* ВЫБРАННЫЙ ФРАГМЕНТ *
⟨
Во первых, это объединение их в единое политическое образование - Римскую империю, что способствовало не только обмену материальными элементами культуры, фиксируемыми на археологических материалах, но и сложению государственной, имперской идеологии, впитавшей в себя элементы духовной культуры огромного количество различных этнокультурных групп, входящих в состав данной империи, а следовательно, и выработке на их основе единой глобальной концепции миропонимания, сближению мировоззренческих позиций. Причем это касается не только и даже не столько представителей европейских народов, у которых это ментальное единство уже существовало, а прежде всего философско-мифологических представлений представителей восточного средиземноморья и севера Африки, которых варварами назвать крайне сложно, учитывая, что именно на этих территориях и появились первые цивилизации - Месопотамская и Египетская. Можно с уверенностью утверждать, что уровень развития культуры этих регионов ни в коей мере не уступал, а в некоторых направлениях даже и превосходил уровень развития культуры метрополии - Рима.

В качестве наглядного примера взаимопроникновения и синтеза нового учения в духовной сфере можно привести возникновение христианства, которое впитало в себя элементы духовной культуры и запада, и востока, и северной Африки (Египта) [14; 15. С. 225- 249]. Именно благодаря своему синкретичному характеру христианство получило столь широкое распространение, так как представители различных культур, различных ментальных типов находили в этом учении близкие им по духу элементы, что значительно облегчало восприятие данной мировой религии в огромном регионе.

Столь близкое единство способствовало и обмену технологическими приемами. Даже беглый просмотр ювелирных изделий как Древнего Египта, так и Египта позднего царства позволяет говорить, что они исполнены в технике перегородчатой инкрустации, причем эта техника является доминирующей. То есть, по мнению автора, техника перегородчатой инкрустации зародилась именно в Древнем Египте, затем, благодаря имперской политике Рима, способствующей созданию единого культурного пространства, распространилась и на запад. Не противоречат этому и данные, полученные И.А. Бажан и М.Б. Щукиным, разрабатывающими вопрос о возникновении полихромного стиля клуазонне эпохи великого переселения народов. По их мнению, истоки этого стиля лежат на востоке и связаны с династией сасанидов [16].
⟩
* НАБОР ДАННЫХ *
⟨
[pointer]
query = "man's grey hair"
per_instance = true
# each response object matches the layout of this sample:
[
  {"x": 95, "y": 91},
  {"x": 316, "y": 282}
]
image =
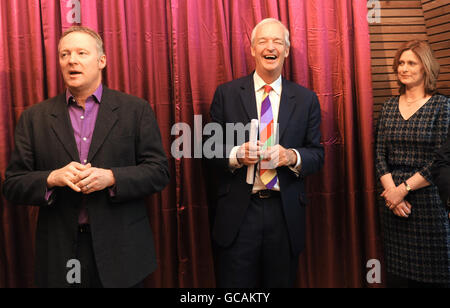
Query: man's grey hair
[{"x": 267, "y": 21}]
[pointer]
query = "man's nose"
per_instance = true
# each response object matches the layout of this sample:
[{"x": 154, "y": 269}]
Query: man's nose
[
  {"x": 73, "y": 58},
  {"x": 270, "y": 45}
]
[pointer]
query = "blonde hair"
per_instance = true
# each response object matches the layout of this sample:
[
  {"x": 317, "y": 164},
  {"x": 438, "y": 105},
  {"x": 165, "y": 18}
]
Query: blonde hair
[
  {"x": 431, "y": 66},
  {"x": 92, "y": 33}
]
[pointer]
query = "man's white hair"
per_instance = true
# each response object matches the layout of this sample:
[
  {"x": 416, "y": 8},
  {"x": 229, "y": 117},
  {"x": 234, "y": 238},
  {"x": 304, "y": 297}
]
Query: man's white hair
[{"x": 267, "y": 21}]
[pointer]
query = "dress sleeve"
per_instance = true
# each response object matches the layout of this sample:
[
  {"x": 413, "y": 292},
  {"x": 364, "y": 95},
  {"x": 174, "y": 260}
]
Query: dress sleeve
[
  {"x": 380, "y": 146},
  {"x": 440, "y": 132}
]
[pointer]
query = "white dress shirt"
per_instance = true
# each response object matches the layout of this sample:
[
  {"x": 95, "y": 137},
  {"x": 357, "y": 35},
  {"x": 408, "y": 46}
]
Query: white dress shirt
[{"x": 275, "y": 99}]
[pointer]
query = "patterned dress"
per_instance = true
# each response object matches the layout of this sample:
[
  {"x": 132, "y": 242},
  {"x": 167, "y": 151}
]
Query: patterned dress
[{"x": 417, "y": 247}]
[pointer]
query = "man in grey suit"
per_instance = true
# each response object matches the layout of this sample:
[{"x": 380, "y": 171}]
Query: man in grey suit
[{"x": 87, "y": 158}]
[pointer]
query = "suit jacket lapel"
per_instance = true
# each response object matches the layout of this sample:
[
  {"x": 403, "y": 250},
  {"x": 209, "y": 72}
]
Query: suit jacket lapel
[
  {"x": 287, "y": 107},
  {"x": 248, "y": 97},
  {"x": 62, "y": 127},
  {"x": 106, "y": 119}
]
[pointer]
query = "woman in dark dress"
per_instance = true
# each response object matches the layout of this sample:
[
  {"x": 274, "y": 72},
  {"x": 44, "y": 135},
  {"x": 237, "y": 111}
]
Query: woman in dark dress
[{"x": 411, "y": 127}]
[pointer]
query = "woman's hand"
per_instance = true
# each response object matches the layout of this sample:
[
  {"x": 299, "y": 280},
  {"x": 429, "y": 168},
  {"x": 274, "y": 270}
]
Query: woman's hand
[
  {"x": 394, "y": 195},
  {"x": 403, "y": 209}
]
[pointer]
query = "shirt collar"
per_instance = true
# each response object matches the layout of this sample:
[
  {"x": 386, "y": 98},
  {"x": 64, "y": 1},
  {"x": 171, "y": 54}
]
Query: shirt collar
[
  {"x": 259, "y": 83},
  {"x": 97, "y": 95}
]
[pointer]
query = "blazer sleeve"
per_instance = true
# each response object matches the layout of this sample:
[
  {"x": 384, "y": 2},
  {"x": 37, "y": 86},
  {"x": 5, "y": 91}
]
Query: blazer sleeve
[
  {"x": 151, "y": 172},
  {"x": 23, "y": 184}
]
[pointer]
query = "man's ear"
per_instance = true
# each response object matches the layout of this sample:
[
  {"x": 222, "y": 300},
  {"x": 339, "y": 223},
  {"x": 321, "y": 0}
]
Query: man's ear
[{"x": 102, "y": 62}]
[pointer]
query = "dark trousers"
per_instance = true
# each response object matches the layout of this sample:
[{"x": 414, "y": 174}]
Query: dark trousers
[
  {"x": 85, "y": 254},
  {"x": 260, "y": 256},
  {"x": 90, "y": 277}
]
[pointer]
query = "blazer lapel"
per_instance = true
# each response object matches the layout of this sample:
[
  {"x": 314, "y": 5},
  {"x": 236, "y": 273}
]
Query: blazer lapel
[
  {"x": 248, "y": 97},
  {"x": 60, "y": 123},
  {"x": 106, "y": 119},
  {"x": 287, "y": 107}
]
⟩
* СУТЬ ЗАДАНИЯ *
Перепишите дословно из выбранного фрагмента всё от «В качестве наглядного» и до «в огромном регионе.».

* РЕЗУЛЬТАТ ЗАДАНИЯ *
В качестве наглядного примера взаимопроникновения и синтеза нового учения в духовной сфере можно привести возникновение христианства, которое впитало в себя элементы духовной культуры и запада, и востока, и северной Африки (Египта) [14; 15. С. 225- 249]. Именно благодаря своему синкретичному характеру христианство получило столь широкое распространение, так как представители различных культур, различных ментальных типов находили в этом учении близкие им по духу элементы, что значительно облегчало восприятие данной мировой религии в огромном регионе.